Items from a data source:
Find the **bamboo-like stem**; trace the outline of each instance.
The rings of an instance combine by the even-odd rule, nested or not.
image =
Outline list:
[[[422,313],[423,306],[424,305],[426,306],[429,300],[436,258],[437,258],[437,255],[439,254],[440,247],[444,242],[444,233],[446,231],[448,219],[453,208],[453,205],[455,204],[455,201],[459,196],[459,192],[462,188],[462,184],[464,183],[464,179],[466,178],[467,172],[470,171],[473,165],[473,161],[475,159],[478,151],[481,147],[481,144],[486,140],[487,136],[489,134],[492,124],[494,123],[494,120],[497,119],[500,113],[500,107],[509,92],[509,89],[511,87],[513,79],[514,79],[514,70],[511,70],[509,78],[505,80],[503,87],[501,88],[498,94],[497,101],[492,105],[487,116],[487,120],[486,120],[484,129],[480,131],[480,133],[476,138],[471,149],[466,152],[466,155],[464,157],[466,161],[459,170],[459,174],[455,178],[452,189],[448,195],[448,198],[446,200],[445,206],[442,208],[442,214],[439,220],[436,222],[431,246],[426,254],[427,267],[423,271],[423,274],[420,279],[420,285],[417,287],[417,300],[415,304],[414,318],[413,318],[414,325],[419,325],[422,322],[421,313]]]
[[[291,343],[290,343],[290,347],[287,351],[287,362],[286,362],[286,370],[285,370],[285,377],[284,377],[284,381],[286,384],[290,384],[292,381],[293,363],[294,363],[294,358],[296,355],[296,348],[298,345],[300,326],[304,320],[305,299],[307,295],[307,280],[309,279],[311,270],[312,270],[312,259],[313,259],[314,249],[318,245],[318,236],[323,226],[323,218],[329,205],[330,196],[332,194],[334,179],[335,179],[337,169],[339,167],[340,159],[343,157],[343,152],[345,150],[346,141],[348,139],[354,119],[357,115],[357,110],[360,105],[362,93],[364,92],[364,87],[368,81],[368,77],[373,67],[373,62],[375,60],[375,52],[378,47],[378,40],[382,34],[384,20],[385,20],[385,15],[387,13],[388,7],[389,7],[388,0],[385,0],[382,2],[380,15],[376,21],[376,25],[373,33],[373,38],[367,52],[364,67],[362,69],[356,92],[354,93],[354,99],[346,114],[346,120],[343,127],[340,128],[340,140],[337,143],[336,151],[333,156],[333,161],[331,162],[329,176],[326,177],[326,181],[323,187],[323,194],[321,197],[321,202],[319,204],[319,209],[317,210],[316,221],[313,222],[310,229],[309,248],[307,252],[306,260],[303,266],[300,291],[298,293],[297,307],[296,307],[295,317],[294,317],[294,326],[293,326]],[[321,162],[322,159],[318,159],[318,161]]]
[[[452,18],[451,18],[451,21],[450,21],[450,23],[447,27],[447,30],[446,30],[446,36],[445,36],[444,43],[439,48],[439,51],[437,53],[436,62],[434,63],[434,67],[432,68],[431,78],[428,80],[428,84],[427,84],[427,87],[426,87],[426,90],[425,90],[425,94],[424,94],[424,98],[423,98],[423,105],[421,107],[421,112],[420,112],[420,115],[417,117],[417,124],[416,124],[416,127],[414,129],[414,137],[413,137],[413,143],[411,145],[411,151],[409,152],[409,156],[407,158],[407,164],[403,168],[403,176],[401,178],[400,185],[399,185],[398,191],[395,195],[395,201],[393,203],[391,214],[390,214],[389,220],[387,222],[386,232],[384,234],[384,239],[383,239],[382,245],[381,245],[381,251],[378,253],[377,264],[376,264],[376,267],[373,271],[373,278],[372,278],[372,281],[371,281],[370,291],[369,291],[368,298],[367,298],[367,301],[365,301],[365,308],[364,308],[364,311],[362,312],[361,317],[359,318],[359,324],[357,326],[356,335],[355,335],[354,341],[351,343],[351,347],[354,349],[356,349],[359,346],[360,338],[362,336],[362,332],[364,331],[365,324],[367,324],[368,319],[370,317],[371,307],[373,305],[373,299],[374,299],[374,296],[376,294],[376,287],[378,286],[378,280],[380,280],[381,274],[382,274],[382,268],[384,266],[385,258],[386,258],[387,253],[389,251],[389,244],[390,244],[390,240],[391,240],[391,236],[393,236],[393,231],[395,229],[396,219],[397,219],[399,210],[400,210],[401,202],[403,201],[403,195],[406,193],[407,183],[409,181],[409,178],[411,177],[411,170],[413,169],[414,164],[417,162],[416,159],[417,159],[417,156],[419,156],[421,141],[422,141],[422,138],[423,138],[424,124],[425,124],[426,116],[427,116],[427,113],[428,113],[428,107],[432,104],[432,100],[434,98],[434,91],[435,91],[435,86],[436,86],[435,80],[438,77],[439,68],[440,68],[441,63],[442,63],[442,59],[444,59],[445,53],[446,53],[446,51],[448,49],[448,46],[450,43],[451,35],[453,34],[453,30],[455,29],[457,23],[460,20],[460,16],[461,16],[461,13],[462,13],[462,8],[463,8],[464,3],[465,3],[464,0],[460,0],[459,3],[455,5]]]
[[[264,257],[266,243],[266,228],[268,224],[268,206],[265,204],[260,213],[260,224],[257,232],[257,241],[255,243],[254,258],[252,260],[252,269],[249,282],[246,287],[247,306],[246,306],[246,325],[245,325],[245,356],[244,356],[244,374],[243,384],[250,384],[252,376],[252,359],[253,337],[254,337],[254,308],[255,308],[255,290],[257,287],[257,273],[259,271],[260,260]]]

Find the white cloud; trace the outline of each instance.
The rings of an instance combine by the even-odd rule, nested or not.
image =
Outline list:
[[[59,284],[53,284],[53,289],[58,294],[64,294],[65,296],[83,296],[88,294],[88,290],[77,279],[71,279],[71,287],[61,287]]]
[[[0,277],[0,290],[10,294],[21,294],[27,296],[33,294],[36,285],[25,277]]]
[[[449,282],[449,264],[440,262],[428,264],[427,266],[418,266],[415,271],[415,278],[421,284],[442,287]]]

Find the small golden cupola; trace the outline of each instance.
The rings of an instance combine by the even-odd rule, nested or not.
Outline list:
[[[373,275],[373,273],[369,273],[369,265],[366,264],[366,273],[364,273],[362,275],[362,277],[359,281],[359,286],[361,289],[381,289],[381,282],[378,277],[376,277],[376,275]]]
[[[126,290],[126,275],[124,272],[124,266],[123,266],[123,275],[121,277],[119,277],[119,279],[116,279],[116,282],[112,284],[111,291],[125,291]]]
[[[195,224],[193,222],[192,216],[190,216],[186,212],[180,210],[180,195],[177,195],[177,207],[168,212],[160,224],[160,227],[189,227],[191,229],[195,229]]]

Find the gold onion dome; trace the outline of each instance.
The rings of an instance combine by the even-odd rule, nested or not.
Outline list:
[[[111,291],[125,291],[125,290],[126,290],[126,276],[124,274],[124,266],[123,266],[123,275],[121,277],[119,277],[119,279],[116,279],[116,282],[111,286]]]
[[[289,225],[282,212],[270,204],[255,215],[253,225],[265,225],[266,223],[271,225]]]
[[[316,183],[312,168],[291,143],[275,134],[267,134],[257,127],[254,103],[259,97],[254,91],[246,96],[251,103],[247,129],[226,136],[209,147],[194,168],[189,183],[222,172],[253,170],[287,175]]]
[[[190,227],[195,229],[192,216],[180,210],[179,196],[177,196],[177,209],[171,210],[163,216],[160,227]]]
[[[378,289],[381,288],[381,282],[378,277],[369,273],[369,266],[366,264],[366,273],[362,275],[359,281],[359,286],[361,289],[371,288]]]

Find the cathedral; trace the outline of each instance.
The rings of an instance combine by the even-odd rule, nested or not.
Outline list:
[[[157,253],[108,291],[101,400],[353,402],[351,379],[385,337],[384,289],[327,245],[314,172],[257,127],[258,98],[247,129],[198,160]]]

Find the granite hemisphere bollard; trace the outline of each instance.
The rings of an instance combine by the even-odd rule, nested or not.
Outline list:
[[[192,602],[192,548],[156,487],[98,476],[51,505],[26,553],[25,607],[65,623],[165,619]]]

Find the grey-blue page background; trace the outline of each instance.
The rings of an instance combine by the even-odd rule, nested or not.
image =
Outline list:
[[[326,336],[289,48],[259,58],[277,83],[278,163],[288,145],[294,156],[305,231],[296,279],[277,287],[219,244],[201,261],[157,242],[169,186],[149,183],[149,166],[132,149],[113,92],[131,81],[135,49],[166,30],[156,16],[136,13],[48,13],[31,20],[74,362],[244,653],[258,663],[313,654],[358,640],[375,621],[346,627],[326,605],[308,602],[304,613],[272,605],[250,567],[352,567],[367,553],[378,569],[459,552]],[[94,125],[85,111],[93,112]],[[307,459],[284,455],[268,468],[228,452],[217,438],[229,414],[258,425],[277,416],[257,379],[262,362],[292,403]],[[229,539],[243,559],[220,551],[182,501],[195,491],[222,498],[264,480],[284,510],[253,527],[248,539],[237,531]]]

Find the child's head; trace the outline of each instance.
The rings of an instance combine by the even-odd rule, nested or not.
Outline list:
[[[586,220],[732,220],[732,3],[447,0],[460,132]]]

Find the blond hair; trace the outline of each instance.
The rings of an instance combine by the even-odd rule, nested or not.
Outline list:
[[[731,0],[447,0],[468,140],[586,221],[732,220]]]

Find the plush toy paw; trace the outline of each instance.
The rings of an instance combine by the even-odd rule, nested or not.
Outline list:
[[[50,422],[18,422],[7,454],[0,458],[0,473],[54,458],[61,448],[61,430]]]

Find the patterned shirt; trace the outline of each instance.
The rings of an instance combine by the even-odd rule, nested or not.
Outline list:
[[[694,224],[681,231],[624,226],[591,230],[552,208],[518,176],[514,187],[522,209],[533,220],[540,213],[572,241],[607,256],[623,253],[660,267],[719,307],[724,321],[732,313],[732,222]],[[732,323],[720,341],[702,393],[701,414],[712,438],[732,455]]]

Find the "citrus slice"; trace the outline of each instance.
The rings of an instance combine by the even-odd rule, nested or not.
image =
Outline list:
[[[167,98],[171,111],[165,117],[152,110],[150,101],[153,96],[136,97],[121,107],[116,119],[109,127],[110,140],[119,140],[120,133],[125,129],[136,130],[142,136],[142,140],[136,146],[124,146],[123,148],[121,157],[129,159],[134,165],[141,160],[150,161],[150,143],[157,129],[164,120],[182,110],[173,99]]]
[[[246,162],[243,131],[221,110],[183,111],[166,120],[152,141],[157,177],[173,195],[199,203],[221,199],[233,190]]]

*What you need to do*.
How many lines in the records above contain the string "trace"? Reply with the number alone.

*Answer for this exercise*.
12